▶ About this exercise
Could you transcribe the records below exactly, leaving out every picture?

▶

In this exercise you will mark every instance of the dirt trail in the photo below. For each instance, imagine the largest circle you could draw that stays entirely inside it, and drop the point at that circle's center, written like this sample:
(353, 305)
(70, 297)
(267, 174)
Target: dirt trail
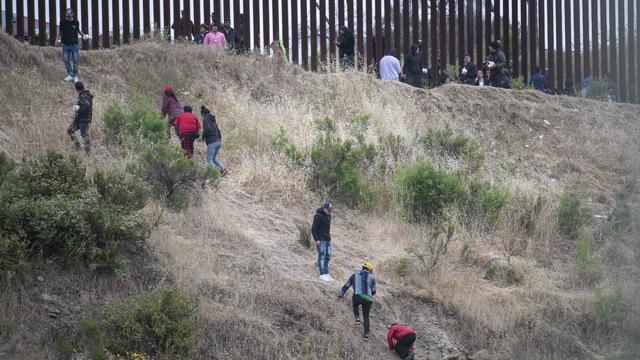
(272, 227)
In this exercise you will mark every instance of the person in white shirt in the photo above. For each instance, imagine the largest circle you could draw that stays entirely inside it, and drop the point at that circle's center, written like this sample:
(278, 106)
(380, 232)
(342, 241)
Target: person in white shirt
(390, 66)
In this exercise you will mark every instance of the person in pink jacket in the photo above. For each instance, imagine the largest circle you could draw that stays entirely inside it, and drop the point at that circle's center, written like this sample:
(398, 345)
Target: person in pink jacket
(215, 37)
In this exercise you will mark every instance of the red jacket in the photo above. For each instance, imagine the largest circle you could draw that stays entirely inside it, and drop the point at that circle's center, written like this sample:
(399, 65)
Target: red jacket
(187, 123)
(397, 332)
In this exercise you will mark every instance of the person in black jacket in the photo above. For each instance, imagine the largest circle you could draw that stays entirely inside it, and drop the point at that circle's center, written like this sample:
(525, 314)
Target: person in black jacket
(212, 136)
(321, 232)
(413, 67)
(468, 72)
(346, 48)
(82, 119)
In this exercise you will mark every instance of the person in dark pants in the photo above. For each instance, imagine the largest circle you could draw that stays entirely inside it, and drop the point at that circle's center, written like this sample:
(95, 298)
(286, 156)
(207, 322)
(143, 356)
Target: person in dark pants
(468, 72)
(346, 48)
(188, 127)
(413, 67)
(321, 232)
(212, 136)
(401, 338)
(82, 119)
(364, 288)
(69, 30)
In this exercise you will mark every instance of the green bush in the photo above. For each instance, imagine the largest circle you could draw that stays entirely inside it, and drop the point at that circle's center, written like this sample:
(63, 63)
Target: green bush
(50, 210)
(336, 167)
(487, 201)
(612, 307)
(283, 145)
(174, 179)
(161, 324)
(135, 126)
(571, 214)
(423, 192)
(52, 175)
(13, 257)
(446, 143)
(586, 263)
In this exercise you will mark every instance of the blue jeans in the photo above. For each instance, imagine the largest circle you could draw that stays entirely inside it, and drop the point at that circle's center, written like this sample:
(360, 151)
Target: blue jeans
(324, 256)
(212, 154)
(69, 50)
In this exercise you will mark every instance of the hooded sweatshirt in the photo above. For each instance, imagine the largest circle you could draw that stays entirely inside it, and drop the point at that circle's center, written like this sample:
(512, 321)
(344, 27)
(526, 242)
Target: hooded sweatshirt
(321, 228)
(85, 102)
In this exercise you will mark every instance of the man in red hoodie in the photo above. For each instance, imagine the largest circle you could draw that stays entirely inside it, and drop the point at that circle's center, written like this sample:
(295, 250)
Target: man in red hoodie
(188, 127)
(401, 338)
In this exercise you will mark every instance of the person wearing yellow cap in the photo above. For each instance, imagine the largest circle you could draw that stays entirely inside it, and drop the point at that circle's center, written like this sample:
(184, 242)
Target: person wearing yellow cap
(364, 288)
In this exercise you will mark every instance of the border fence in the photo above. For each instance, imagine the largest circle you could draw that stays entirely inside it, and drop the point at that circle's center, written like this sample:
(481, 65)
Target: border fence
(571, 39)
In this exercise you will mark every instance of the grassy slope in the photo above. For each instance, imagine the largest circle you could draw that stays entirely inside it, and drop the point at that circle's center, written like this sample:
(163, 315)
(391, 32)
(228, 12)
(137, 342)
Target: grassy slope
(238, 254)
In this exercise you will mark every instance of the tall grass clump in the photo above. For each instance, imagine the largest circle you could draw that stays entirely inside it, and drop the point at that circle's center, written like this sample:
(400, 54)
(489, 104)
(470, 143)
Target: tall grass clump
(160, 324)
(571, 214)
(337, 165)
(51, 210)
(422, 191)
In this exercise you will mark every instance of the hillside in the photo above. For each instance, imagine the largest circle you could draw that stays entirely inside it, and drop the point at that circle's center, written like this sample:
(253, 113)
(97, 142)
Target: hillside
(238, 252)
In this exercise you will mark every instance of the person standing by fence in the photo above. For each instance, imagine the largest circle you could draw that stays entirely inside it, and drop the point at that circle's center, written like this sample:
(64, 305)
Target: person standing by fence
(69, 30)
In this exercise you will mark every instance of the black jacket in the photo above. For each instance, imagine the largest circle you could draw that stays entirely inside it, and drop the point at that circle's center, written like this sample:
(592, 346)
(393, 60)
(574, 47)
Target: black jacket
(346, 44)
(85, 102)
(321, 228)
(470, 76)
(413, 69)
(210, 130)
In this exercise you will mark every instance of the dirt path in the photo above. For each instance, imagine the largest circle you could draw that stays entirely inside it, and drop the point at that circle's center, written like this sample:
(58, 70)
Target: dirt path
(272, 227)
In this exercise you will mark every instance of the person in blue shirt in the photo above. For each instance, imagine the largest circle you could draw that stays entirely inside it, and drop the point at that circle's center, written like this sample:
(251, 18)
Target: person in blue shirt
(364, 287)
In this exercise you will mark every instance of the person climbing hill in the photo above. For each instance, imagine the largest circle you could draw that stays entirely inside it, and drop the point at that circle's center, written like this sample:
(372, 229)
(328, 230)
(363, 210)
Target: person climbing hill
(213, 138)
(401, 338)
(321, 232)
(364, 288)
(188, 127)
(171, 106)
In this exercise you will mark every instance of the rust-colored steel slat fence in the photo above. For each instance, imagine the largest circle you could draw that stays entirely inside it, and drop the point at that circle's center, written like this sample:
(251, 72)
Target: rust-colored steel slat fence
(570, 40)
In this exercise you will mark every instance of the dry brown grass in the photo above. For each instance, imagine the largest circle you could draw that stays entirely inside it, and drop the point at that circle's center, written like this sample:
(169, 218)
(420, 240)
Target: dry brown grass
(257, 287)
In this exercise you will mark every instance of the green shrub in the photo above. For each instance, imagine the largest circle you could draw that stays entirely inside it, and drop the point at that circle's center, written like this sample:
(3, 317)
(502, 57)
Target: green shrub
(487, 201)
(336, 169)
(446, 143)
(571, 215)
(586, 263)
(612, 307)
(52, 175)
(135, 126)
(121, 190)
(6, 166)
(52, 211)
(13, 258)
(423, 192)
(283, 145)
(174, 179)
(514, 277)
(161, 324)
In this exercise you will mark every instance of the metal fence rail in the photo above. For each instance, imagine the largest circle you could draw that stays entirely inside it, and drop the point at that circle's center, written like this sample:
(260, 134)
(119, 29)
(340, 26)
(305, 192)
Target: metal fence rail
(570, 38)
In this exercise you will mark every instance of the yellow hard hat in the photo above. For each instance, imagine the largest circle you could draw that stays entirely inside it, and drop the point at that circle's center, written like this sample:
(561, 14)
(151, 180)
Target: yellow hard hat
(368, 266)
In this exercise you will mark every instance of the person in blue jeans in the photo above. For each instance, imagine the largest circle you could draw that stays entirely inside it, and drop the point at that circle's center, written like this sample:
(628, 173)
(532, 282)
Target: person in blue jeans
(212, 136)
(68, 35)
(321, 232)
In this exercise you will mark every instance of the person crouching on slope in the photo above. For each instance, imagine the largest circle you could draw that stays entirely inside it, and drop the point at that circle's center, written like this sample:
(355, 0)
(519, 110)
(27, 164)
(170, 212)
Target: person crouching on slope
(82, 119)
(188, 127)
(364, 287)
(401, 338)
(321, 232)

◀

▶ Solution below
In this exercise you will mark every instance of the dirt trail in the photo below. For each instance, imagine the largest circle you could draw that stays entirely inside it, and drop the point at that circle's center, written like this sample:
(353, 305)
(70, 297)
(267, 174)
Target: dirt trail
(272, 227)
In this exercise you will mark every instance of the person in white shirt in the photo above. For each instance, imagine the largest circle you could draw that stays entirely inside it, and drop the point at that circle's center, written like this sample:
(278, 106)
(380, 232)
(342, 241)
Target: person in white shirt
(390, 66)
In this exercise you will mark every instance of the person in pink jacket in the photo above. For each instance, imagine the largest circle you could draw that stays entirely inside it, and drop the point at that circle's center, written like this sample:
(398, 345)
Target: person in pink jacket
(215, 37)
In this exercise you will mark every instance of the red jacket in the photo above. For each instance, imagine the largest circle you could draw that stays entirely inside it, and drop the point at that circle's center, written like this sample:
(399, 65)
Target: red jacket
(187, 123)
(397, 332)
In this exercise you will mark every instance of the person in black jacket in the photo above. For each instance, imagine the largest circle you could draw that stays entirely inside it, and drop the point at that circle's center, written like this sample:
(525, 314)
Target: person in black jacket
(212, 136)
(321, 232)
(413, 67)
(468, 72)
(346, 48)
(82, 119)
In this exercise you will mark every instance of the person in dark pants in the photo above. For each instance, imagine the largest circle you could draw that stays entirely inside it, and drop the point at that circle's center, written like this sample:
(95, 298)
(286, 156)
(207, 322)
(143, 356)
Target: person in dark pants
(468, 72)
(346, 48)
(188, 127)
(413, 67)
(321, 232)
(212, 136)
(401, 338)
(82, 119)
(364, 288)
(69, 30)
In this exercise you will mark every instance of the green bush in the photo above. For each instance, imagine the largest circle you could draw that stays entirely inside it, and drop the point at that circle's center, written like this sample:
(63, 63)
Target: green bush
(50, 210)
(336, 167)
(487, 201)
(612, 307)
(283, 145)
(174, 179)
(161, 324)
(135, 126)
(571, 214)
(423, 192)
(52, 175)
(13, 257)
(446, 143)
(586, 263)
In this exercise you will mark every instance of the blue jeans in the photo above. For each instance, imagine the largest circle you could draw that stays entirely inside it, and drop the point at that circle's center, written like this sample:
(360, 151)
Target: blue jeans
(324, 256)
(212, 154)
(69, 50)
In this exercise you will mark every instance of the hooded sweatshirt in the photo above. For each instance, imagine the largest circle you could draw that stays entirely inside it, and drop the point at that circle's center, written like this sample:
(512, 321)
(344, 27)
(526, 242)
Target: hooded sweatshirt
(321, 228)
(85, 102)
In this exercise you will mark every instance of the man in red hoodie in the photo above. For each instance, imagine the largest circle you could draw that stays entirely inside it, and drop the point at that circle's center, written like this sample:
(295, 250)
Target: man in red hoodie
(188, 127)
(401, 338)
In this exercise you will mark every instance of the person wearing yellow cap in the photo above. For each instance, imagine the largest circle you could draw that stays entirely inside it, and drop the point at that circle's center, written like this sample:
(184, 242)
Target: person wearing yellow cap
(364, 288)
In this exercise you will mark every instance of the border fence in the photo above. For each instance, imagine the largest circle you could draw that stays entirely inside it, and drop the point at that circle's center, written like this sample:
(481, 65)
Target: border fence
(571, 39)
In this exercise you will mark every instance of the grassy slope in the photo above. For each instance, imagine the largest circle you could draw that stays entirely inside it, and drop the point at that circle's center, written like this sample:
(163, 315)
(391, 32)
(228, 12)
(137, 342)
Target: grassy slope
(238, 254)
In this exercise you will mark every instance of the tall grass clump in the photo above. For each instance, imagine the largest circle you could draw that stays entirely inside it, and drop the point at that circle's center, written like this sample:
(400, 54)
(489, 104)
(470, 143)
Target: tall grass clump
(160, 324)
(571, 214)
(337, 165)
(51, 210)
(422, 191)
In this exercise you will mark every instance of the hillside in the photo above. For each instance, imagine the largest circle you could draw that stays entirely inside it, and drop the point at that circle's center, written like this sample:
(253, 113)
(97, 142)
Target: hillside
(238, 252)
In this exercise you will mark every instance of the person standing by fence in the photo above. For each instance, imagine the largest circle you could draw that stays entirely inside it, and drop the point at that circle's center, written like this sample:
(64, 305)
Target: person standing by fence
(69, 30)
In this exercise you will mark every instance of the black jacket in the photo above. For each instance, imagine the largest circle you could draw that stays entirely inside it, and drop the point at that circle's center, written like this sample:
(592, 346)
(393, 60)
(574, 47)
Target: black jacket
(346, 44)
(85, 102)
(321, 228)
(470, 76)
(413, 69)
(210, 130)
In this exercise you will mark every instance of the dirt path in the photo above. For each instance, imagine the largest circle you could draw that stays entirely inside it, and drop the point at that circle's center, written like this sample:
(58, 70)
Target: dirt path
(272, 227)
In this exercise you will mark every instance of the person in blue shirt in the photo above. For each instance, imagine the largest circle you could draw that stays entirely inside it, and drop the point at that circle's center, written like this sample:
(251, 18)
Target: person in blue shirt
(364, 287)
In this exercise you will mark every instance of the person climbing hill in the photo above. For each instance, imagine the largest circle you could draw that stays entirely inside it, and drop the point at that circle's center, written like this sample:
(372, 229)
(328, 230)
(363, 210)
Target: person climbing hill
(213, 138)
(401, 338)
(321, 232)
(364, 288)
(188, 127)
(171, 106)
In this exercise you will mark every instance of the rust-colored steel slat fence in the photo above. For each instance, imagine the largest circle you could draw that stays entirely inside it, and drop the point at that circle's center, written like this sample:
(251, 72)
Target: rust-colored steel slat fence
(570, 40)
In this exercise you will mark every instance of the dry brown grass in the photo above. For each instance, imagine the largest circle you could draw that stays entirely inside it, and drop the point at that circle's center, written like this sample:
(169, 218)
(420, 240)
Target: dry brown grass
(257, 287)
In this exercise you will mark every instance of the green shrub in the photo above. For each instance, imagine the largest circle you could draw that stays entirely inside it, and drop the point at that circle's center, written like this sample:
(3, 317)
(502, 57)
Target: green shrub
(487, 201)
(336, 169)
(446, 143)
(571, 215)
(586, 263)
(612, 307)
(52, 175)
(135, 126)
(121, 190)
(6, 166)
(52, 211)
(13, 258)
(423, 192)
(283, 145)
(174, 179)
(514, 277)
(161, 324)
In this exercise you will mark every instance of the metal fence rail in the photo above. For each instance, imagine the largest circle you could draw that stays entirely inside it, and drop the point at that circle's center, written like this sample:
(260, 134)
(119, 29)
(340, 26)
(305, 192)
Target: metal fence rail
(570, 38)
In this exercise you will mark every instance of the yellow hard hat in the photo above. For each instance, imagine the largest circle you could draw that stays entirely inside it, and drop the point at that circle's center, written like this sample:
(561, 14)
(151, 180)
Target: yellow hard hat
(368, 266)
In this exercise you will mark every instance of the person in blue jeans in the photo above. For each instance, imagine the largest circle you could draw that stays entirely inside it, and drop the point at that circle's center, written like this sample:
(628, 173)
(532, 282)
Target: person in blue jeans
(212, 136)
(68, 35)
(321, 232)
In this exercise you will mark every instance of the person crouching on slope in the photo above. For each instance, imagine the largest circle you could draw that stays entirely inside it, and drop the point at that circle's center, written like this sample:
(355, 0)
(519, 110)
(27, 164)
(170, 212)
Target: person crouching on slope
(82, 119)
(188, 127)
(364, 287)
(401, 338)
(321, 232)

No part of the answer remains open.